— Work to do —
Please extract every line of the entries below word for word, omitting the pictures.

....

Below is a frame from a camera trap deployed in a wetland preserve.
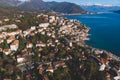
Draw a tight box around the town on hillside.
[0,13,120,80]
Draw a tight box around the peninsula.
[0,13,120,80]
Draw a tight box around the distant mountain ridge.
[18,0,86,14]
[0,0,21,6]
[114,10,120,14]
[81,5,120,12]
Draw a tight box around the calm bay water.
[64,13,120,56]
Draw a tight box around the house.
[54,61,66,68]
[99,64,106,71]
[26,42,33,48]
[39,23,50,28]
[23,29,31,37]
[17,55,25,63]
[3,78,12,80]
[46,65,54,73]
[7,35,15,44]
[3,48,11,55]
[0,38,4,44]
[36,42,46,47]
[10,40,19,51]
[30,26,36,31]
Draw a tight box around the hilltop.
[0,0,87,14]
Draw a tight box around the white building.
[7,36,15,44]
[3,48,11,55]
[99,64,105,71]
[10,40,19,51]
[26,42,33,48]
[39,23,50,28]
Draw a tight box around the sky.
[19,0,120,5]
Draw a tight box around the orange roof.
[3,48,9,52]
[16,29,21,32]
[7,35,15,40]
[11,40,19,45]
[0,38,3,42]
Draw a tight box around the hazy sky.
[19,0,120,5]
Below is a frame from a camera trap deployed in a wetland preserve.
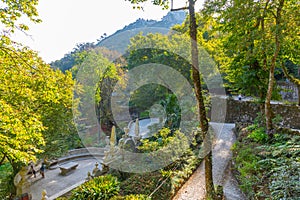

....

— Task output —
Below is a frame from a camera trap deployed in a wetland preserve.
Draw a tight box around the town on hillside.
[0,13,120,80]
Draw a tight box around the peninsula.
[0,13,120,80]
Draw a tight box around the distant mountain ridge.
[18,0,86,14]
[0,0,21,6]
[114,10,120,14]
[81,5,120,12]
Draw a tight box around the calm bay water.
[64,13,120,56]
Draw a tight box around the house.
[54,61,66,68]
[99,64,106,71]
[26,42,33,48]
[39,23,50,28]
[23,29,31,37]
[17,55,25,63]
[3,78,12,80]
[46,65,54,73]
[7,35,15,44]
[3,48,11,55]
[0,38,4,44]
[36,42,46,47]
[10,40,19,51]
[30,26,36,31]
Draw a tight box around the hilltop.
[0,0,87,14]
Draw a tight box around the white building.
[7,36,15,44]
[3,48,11,55]
[99,64,105,71]
[10,40,19,51]
[26,42,33,48]
[39,23,50,28]
Draw a tight box around the sky.
[19,0,120,5]
Draw a tight box around the orange roof.
[3,48,9,52]
[16,29,21,32]
[7,35,15,40]
[11,40,19,45]
[0,38,3,42]
Draw a tight box around the hazy sky.
[19,0,120,5]
Below is a frame from a camera trap deployed in a wetland preserve.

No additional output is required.